━━ ENTRIES SHOWN
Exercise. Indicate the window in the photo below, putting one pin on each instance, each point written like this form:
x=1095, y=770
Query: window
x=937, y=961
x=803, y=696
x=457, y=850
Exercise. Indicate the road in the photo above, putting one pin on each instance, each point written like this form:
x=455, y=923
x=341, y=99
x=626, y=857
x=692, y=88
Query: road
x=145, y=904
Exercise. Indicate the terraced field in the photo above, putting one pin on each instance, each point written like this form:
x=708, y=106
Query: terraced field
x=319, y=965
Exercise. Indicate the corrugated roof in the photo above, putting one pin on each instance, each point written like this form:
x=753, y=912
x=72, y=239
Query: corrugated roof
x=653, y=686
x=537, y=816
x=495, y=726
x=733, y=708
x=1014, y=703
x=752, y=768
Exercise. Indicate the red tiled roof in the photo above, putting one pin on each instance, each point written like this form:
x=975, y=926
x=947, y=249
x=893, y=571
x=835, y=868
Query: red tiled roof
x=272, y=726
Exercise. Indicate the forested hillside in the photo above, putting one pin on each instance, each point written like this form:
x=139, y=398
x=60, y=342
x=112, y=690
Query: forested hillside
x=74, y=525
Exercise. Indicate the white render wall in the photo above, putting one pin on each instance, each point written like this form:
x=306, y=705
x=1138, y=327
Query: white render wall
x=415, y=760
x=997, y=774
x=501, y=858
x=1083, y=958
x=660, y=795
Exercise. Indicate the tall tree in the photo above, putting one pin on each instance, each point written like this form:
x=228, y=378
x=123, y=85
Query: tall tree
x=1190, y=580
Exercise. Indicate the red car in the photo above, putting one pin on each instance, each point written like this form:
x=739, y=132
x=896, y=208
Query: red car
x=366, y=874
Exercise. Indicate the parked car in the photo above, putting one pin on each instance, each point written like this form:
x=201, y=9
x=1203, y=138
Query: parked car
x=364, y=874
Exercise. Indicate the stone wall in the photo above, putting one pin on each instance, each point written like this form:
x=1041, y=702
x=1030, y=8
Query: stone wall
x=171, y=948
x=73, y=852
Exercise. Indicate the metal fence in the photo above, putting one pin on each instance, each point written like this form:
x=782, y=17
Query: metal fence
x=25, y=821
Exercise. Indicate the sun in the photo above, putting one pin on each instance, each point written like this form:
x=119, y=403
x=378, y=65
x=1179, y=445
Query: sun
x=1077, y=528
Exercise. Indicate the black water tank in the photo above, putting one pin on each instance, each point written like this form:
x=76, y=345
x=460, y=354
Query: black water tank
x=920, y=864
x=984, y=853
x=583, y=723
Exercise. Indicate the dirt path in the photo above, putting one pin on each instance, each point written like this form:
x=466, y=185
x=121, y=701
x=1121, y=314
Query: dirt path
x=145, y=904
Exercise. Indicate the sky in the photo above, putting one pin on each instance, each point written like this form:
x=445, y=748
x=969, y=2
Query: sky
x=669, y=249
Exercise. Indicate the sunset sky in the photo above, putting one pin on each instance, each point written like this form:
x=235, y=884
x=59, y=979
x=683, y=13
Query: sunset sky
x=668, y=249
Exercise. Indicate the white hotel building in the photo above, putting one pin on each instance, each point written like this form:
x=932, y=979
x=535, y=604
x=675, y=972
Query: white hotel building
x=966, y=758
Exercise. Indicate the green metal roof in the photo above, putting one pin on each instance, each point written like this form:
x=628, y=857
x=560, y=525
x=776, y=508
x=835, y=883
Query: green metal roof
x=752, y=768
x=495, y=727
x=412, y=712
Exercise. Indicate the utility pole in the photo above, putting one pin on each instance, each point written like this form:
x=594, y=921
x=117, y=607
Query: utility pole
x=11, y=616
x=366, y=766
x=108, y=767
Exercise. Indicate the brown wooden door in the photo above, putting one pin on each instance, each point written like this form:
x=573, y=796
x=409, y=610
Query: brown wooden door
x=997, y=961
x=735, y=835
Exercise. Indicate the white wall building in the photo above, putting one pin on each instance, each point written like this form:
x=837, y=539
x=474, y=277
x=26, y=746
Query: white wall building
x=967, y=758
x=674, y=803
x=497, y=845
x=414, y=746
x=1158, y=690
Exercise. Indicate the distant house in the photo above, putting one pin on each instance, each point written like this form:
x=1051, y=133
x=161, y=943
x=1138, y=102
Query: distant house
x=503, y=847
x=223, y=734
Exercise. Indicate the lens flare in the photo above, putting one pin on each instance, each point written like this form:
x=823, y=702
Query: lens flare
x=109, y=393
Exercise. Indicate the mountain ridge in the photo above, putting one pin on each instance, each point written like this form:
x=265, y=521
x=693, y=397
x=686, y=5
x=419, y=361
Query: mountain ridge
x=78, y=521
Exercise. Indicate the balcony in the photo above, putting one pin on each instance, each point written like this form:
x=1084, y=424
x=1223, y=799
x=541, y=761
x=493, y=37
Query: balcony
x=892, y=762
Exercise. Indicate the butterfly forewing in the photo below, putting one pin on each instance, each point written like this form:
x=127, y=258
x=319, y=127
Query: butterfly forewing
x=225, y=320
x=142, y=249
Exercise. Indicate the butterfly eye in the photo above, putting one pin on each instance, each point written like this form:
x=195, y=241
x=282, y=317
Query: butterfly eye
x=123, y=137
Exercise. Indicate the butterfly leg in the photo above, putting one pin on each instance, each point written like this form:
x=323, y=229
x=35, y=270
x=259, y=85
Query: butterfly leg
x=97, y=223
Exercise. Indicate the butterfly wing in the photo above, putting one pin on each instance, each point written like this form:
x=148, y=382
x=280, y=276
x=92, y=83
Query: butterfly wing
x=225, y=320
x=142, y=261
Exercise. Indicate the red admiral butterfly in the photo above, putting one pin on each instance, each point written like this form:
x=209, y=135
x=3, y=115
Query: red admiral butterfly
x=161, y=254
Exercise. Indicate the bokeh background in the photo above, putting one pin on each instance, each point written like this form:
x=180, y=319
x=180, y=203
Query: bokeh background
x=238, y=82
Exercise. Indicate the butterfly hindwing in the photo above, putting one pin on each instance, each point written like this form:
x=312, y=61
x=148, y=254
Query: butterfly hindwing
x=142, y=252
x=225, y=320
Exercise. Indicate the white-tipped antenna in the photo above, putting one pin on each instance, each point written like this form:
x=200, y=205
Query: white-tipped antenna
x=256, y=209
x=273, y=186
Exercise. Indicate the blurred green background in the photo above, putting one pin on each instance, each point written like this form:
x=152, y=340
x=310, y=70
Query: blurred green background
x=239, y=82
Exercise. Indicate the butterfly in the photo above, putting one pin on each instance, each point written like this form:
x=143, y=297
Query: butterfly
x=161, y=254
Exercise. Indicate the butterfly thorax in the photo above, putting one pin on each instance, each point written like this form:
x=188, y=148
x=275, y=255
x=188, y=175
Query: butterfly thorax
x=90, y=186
━━━━
▶ GIVEN TASK
Rewrite the lines above from the one containing "Exercise. Indicate the butterfly thorax" through the last line, inclusive, and include the requests. Adjust each answer coordinate by adding -32 to it.

▶ WRITTEN ANSWER
Exercise. Indicate the butterfly thorax in the photo above, putting one pin on each instance, each point written like this form:
x=188, y=148
x=275, y=255
x=188, y=175
Query: butterfly thorax
x=58, y=154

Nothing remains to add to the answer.